_ASSIGNED TASK_. Return the lines from the one containing "on the pink" to the end of the material, both end lines included, exactly and with nothing else.

DATA Start Marker

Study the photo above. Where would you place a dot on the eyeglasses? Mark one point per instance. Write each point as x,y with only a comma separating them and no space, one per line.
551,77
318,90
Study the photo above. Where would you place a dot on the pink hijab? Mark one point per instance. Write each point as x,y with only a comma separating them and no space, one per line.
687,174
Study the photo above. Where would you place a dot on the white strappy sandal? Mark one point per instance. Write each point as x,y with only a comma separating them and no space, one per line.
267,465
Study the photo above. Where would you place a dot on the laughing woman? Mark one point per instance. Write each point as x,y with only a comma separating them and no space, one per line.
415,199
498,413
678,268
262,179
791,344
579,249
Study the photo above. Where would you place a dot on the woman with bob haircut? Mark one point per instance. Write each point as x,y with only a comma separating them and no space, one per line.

DATA End Marker

_WORKED SOLUTION_.
Study the photo above. Where would you place a dot on the pink hijab? Mark one point per instance. Write each point as x,y with only a comma separating them and no space, one per line.
687,174
Study the photo above. Where would you place a dot on the white strappy sandal? Mark one point per instance. Write each point as x,y with only a comma separating them and no space, one per line.
267,465
Study the photo above. Where would you place a dot on the laughing woman? Mark one point per instance. Write each point as x,y with only a comma separating them and no space, one per line.
415,199
498,413
678,268
262,179
791,344
579,249
Study the photo above. Where would you place a dot on the woman with bob haircut? Mark one point per instance. Write each point as x,y with only a comma separating them and no space, one per line.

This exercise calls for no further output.